STATED PROBLEM 1: Translate this sentence from the piece on the Excelsior district into Spanish: "The Excelsior district (and by association, the neighboring Crocker-Amazon area) is still incredible."

QUOTED PASSAGE:
==========
The Excelsior: San Francisco’s Last Great Neighborhood
GUEST POST BY: JESSE MCGRATH
A little over a year ago, along Geneva Avenue right around where it meets Mission on the border of San Francisco and Daly City, a small but significant addition was made to the typically grimy scene. Seemingly overnight, Geneva’s sidewalk had been peppered with at least half a dozen tiny stone planter boxes, each filled with several young succulents. In most places, this type of city-lead beautification would be a welcome sight, but San Francisco is not most cities. In San Francisco, fancy planters appearing out of nowhere are a kiss of death. It means your neighborhood has been targeted as “up-and-coming” or “ideal for expansion”. If you have been in the Bay Area for longer than ten minutes, you know that this translates to only one thing: you are about to get priced the fuck out of your home.
But before you close this tab to escape yet another depressing break down of the gentrification of San Francisco, fret not, because this story has a happy ending. The Excelsior district (and by association, the neighboring Crocker-Amazon area) is still incredible. It is, as a matter of fact, San Francisco’s last great neighborhood.
==========
RAW DATA:
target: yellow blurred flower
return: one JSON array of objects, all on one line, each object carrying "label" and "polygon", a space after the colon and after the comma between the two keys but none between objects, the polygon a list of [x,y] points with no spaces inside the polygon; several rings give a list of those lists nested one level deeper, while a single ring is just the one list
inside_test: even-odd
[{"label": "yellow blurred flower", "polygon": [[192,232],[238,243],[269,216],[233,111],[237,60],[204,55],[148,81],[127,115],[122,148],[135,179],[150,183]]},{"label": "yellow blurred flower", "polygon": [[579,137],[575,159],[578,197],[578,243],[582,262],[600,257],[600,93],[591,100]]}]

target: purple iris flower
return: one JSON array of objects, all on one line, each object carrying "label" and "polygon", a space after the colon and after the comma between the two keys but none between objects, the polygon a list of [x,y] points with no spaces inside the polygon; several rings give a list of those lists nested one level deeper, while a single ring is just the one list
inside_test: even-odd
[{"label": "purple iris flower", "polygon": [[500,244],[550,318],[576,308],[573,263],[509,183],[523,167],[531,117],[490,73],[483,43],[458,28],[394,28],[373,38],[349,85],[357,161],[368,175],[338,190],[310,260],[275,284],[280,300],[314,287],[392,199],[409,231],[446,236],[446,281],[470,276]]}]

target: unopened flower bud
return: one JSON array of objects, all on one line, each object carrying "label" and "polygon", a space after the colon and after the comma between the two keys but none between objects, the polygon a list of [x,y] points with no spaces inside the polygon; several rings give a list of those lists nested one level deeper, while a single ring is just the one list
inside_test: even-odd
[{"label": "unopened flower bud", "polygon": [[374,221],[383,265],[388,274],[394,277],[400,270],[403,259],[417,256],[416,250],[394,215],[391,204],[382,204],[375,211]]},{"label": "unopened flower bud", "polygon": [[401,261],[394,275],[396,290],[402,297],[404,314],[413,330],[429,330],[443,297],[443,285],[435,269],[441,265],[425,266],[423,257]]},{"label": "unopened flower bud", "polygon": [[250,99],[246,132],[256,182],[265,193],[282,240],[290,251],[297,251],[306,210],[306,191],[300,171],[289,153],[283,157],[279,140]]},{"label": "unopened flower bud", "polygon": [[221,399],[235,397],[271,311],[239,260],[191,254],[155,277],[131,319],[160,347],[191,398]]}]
==========
STATED PROBLEM 2: Return the lines of the records unchanged, starting with the line that contains "target: purple iris flower" and going on through the end of the records.

EXERCISE ANSWER 1: El distrito Excelsior (y, por extensión, la vecina zona de Crocker-Amazon) sigue siendo increíble.

EXERCISE ANSWER 2:
target: purple iris flower
return: one JSON array of objects, all on one line, each object carrying "label" and "polygon", a space after the colon and after the comma between the two keys but none between objects, the polygon a list of [x,y] points with no spaces inside the polygon; several rings give a list of those lists nested one level deeper, while a single ring is just the one list
inside_test: even-odd
[{"label": "purple iris flower", "polygon": [[500,244],[550,318],[576,308],[573,263],[509,183],[523,167],[531,117],[490,73],[483,43],[458,28],[394,28],[373,38],[349,85],[357,161],[368,175],[338,190],[310,260],[275,284],[280,300],[314,287],[392,199],[409,231],[446,236],[446,281],[470,276]]}]

target: unopened flower bud
return: one JSON array of objects, all on one line, each object carrying "label" and "polygon", a space after the colon and after the comma between the two keys but none between objects, the polygon a list of [x,y] points with no spaces inside the polygon; several rings give a list of those lists nested one level deeper, while a single ring is just the one list
inside_test: even-odd
[{"label": "unopened flower bud", "polygon": [[374,221],[383,265],[388,274],[394,277],[400,270],[403,259],[417,256],[416,250],[394,215],[391,204],[382,204],[375,211]]},{"label": "unopened flower bud", "polygon": [[401,261],[394,275],[396,290],[402,297],[404,314],[413,330],[429,330],[443,297],[443,285],[435,269],[441,265],[425,266],[423,257]]},{"label": "unopened flower bud", "polygon": [[250,99],[246,132],[256,182],[265,193],[282,240],[290,251],[297,251],[306,210],[306,191],[300,171],[289,153],[283,157],[279,140]]},{"label": "unopened flower bud", "polygon": [[221,399],[235,397],[271,311],[239,260],[191,254],[155,277],[131,319],[160,347],[191,398]]}]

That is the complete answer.